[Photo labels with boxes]
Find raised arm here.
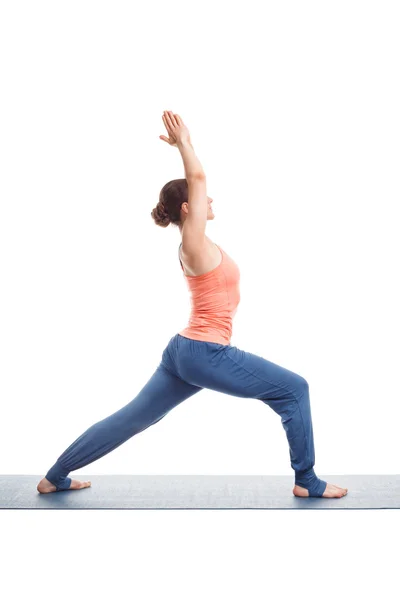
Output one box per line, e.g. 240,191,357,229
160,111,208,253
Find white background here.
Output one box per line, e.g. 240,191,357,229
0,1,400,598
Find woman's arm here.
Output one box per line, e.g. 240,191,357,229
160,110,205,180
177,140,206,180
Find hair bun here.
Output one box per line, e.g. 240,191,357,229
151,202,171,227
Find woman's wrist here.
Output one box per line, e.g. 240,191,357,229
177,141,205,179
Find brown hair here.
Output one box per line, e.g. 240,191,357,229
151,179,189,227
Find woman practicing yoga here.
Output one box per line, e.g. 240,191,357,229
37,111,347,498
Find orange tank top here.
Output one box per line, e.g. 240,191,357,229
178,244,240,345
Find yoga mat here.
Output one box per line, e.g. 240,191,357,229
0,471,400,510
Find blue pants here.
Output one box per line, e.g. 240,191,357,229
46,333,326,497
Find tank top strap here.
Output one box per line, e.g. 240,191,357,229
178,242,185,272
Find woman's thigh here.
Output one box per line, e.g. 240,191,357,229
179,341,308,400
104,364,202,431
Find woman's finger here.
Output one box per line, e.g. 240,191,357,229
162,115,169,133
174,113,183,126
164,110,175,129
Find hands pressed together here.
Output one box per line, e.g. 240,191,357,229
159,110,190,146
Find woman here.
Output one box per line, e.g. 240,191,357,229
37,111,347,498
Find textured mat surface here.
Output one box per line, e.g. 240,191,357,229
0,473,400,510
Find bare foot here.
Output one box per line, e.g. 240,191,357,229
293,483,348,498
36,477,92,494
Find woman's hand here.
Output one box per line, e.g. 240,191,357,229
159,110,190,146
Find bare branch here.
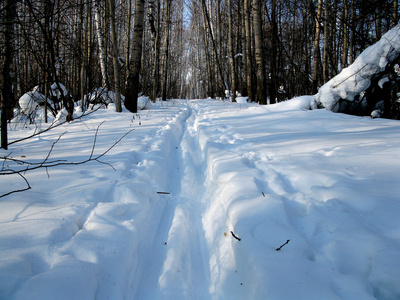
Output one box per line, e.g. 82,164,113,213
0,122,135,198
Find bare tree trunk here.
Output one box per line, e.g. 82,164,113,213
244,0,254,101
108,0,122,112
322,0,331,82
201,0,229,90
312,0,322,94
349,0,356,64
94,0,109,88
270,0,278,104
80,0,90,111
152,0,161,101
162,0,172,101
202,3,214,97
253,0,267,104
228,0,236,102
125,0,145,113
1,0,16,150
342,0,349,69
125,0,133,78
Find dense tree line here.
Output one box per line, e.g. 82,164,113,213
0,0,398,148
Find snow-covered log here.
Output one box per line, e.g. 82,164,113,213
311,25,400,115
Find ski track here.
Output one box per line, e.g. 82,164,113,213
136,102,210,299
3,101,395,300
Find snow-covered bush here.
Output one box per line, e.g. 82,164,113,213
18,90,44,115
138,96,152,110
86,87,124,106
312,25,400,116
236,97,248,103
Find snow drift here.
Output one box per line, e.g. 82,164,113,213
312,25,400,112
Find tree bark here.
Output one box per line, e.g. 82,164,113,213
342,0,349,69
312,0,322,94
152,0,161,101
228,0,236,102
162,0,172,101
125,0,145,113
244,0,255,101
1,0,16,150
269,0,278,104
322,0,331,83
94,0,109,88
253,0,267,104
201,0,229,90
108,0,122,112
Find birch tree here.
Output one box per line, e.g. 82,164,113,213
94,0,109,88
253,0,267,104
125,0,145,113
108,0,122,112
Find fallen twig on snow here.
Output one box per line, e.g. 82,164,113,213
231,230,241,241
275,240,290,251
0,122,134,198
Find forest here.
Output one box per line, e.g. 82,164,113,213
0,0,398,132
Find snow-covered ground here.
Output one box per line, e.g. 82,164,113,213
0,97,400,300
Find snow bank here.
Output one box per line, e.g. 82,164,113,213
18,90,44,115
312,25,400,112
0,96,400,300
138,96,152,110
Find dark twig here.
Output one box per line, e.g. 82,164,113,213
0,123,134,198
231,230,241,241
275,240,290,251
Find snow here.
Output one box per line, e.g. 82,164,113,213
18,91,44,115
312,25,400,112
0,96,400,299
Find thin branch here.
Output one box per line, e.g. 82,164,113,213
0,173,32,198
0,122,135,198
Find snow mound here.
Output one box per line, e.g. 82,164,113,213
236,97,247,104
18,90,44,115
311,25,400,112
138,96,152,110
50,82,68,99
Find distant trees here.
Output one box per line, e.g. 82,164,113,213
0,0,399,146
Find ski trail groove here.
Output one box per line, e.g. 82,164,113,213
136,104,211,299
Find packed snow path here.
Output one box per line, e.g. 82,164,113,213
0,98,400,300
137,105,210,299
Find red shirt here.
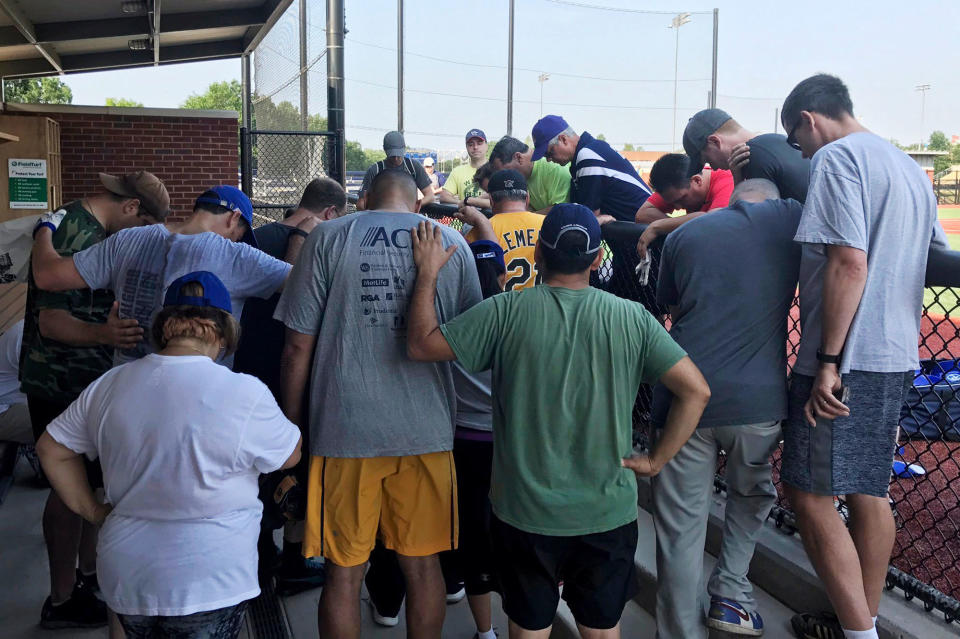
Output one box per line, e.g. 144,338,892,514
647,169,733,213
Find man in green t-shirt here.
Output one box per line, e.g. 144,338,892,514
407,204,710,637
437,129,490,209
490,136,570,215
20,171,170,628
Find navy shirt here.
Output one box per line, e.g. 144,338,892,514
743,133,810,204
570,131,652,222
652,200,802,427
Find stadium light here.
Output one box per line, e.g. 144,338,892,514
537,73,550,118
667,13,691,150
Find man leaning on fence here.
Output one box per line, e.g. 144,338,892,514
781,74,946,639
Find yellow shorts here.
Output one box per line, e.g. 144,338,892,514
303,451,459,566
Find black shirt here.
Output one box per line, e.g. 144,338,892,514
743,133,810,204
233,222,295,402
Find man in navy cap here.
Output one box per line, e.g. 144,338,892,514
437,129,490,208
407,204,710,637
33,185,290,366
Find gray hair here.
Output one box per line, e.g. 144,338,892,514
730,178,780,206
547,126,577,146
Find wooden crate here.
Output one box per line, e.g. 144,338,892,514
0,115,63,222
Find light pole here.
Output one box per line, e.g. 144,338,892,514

→ **Work required**: Can the entries above be repeated exactly, without their pictures?

→ **Expected answer**:
Find raised arm here.
Output one box per line, e.g. 240,191,357,229
160,111,208,253
Find white background here.
Output one box per line, e.g. 240,191,357,229
0,1,400,598
Find woman's arm here.
Output one box per line, e.g. 240,191,357,229
160,110,205,180
177,140,206,180
Find hair bun here.
Output one box per line, e.g. 240,191,357,229
151,202,171,227
Find woman's wrist here.
Output one box per line, e.g. 240,191,357,229
177,141,205,179
Find brown hair here.
Output one box per line, e.g. 240,191,357,229
151,179,189,227
Find woman practicing yoga here.
Output one box per line, e.g. 240,191,357,229
37,111,347,498
Find orange tank top here.
Output one box per line, e.g. 240,191,357,229
178,244,240,345
Find yoga mat here.
Output one box per line, e.g. 240,191,357,229
0,471,400,510
Find blue pants here.
Output one box per line, e.g. 240,191,357,229
46,333,326,497
Find tank top strap here.
Output one box per line, e.g. 240,191,357,229
178,242,185,272
Find woman's thigh here.
Output one box per line, e.g. 240,191,357,229
179,341,308,400
104,364,202,431
Find woman's finger here.
Output one box per line, e.g. 240,191,357,229
162,115,169,133
174,113,183,126
164,110,175,129
Find hands pressed together here.
Output one box per line, e.g. 240,191,357,229
159,110,190,146
Find woman here.
Output one box per line, e.g. 240,191,357,229
37,111,347,498
Find textured mat surface here.
Output one box per line, e.g. 240,191,357,229
0,473,400,510
Find bare foot here.
Output one box per line, e.g. 240,191,357,229
293,483,348,498
36,477,92,494
Find woman's hand here.
Output one box per line, e.g. 240,191,357,229
159,110,190,146
Find bare branch here.
Output one box per line, e.g. 82,164,113,213
0,122,135,198
Find bare tree trunk here.
Output one box per line, e.g. 82,164,113,213
244,0,254,101
108,0,122,112
322,0,331,82
201,0,229,90
312,0,322,94
349,0,356,64
94,0,109,88
270,0,278,104
80,0,90,111
152,0,161,101
162,0,172,101
202,3,214,97
253,0,267,104
228,0,236,102
125,0,145,113
1,0,16,150
342,0,349,69
125,0,133,78
Find dense tree line here.
Output one box per line, e.g. 82,164,113,213
0,0,398,148
Find snow-covered log here.
Output one box per line, e.g. 82,164,113,213
311,25,400,115
Find ski track here.
Output one box per line, e.g. 82,164,113,213
136,102,210,299
3,101,395,300
Find snow-covered bush here.
Output one box per line, e.g. 82,164,113,213
18,90,44,115
138,96,152,110
86,87,124,106
312,25,400,116
236,97,248,103
Find snow drift here.
Output one box per line, e.g. 82,164,113,213
312,25,400,112
Find tree bark here.
Output one box per line, e.g. 82,164,113,213
342,0,349,69
312,0,322,94
152,0,161,101
228,0,236,102
162,0,172,101
125,0,145,113
244,0,255,101
1,0,16,150
269,0,278,104
322,0,331,83
94,0,109,88
253,0,267,104
201,0,229,90
108,0,122,112
Find birch tree here.
Output one box per line, e.g. 82,164,113,213
94,0,109,88
253,0,267,104
125,0,145,113
108,0,122,112
Find fallen twig on snow here.
Output one box per line, e.g. 82,164,113,213
231,230,241,241
275,240,290,251
0,122,134,198
Find forest here.
Output one box per line, e.g. 82,164,113,213
0,0,398,132
Find snow-covered ground here.
Output one box per line, e.g. 82,164,113,213
0,97,400,300
Find snow bank here.
Output one box per line, e.g. 82,164,113,213
18,90,44,115
312,25,400,112
0,96,400,300
138,96,152,110
Find dark twig here.
Output one box per line, e.g. 82,164,113,213
0,123,134,198
231,230,241,241
275,240,290,251
Find snow here.
Output one box per line, e.g. 82,164,113,213
18,91,44,115
312,25,400,112
0,96,400,299
Find thin branch here.
Output one box per line, e.g. 82,164,113,213
0,173,32,198
0,122,135,198
Find snow mound here.
Output one box per line, e.g. 82,164,113,213
236,97,247,104
18,90,44,115
311,25,400,112
138,96,152,110
50,82,68,99
Find distant trees here.
Output one box per line, e.g. 82,164,113,213
0,0,399,146
Find ski trail groove here.
Output one box per line, e.g. 82,164,113,213
136,104,211,299
Find packed snow path here.
Output one box per line, e.g. 82,164,113,213
0,98,400,300
137,105,210,299
Find red shirt here.
Output one box per line, e.g. 144,338,892,514
647,169,733,213
Find man in green t-shirt here.
Output one box per line, e.g. 144,338,892,514
407,204,710,637
437,129,490,209
490,136,570,215
20,171,170,628
Find navy shirt here.
Output one box per line, e.g. 144,338,892,514
743,133,810,204
570,131,652,222
652,200,802,427
Find stadium light here.
Output one box per line, e.g. 144,338,892,514
537,73,550,118
667,13,691,150
Find man leaning on fence here.
Output one box per line, e.g. 144,338,892,514
781,74,946,639
Find yellow shorts here.
Output one box per line, e.g. 144,338,892,514
303,451,459,566
Find black shirt here.
Output one box per line, e.g. 144,338,892,514
743,133,810,204
233,222,295,402
Find man in navy cap here.
Output one box per line, e.g. 144,338,892,514
437,129,490,208
407,204,710,637
33,185,290,366
Find gray hair here.
Output one box per line, e.g. 144,338,892,514
730,178,780,206
547,126,577,146
Find wooden crate here.
Output one box per line, e.g. 144,338,892,514
0,115,63,222
Find light pole here.
Output one box per line, e.g. 144,338,892,514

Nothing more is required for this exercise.